Point localization data
▼

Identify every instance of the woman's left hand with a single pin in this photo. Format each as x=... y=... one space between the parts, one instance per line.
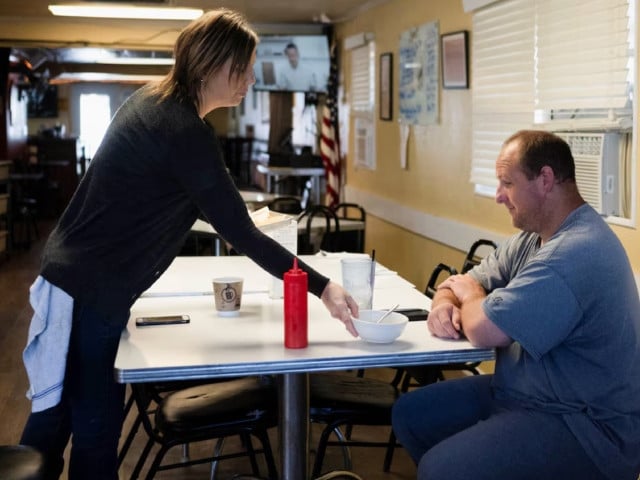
x=341 y=305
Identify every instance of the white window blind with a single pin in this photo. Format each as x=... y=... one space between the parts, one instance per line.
x=362 y=104
x=551 y=64
x=590 y=71
x=502 y=81
x=362 y=75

▲

Pictures aside, restate all of the entries exactly.

▶ _Problem solution_
Identify every instance of the woman's left hand with a single pin in this photo. Format each as x=... y=... one space between the parts, one instance per line.
x=341 y=305
Identify every instance of the white window blind with a single pin in this photo. Format each as x=... y=... one space between the parts, one instance per line.
x=362 y=104
x=551 y=64
x=590 y=71
x=502 y=81
x=362 y=75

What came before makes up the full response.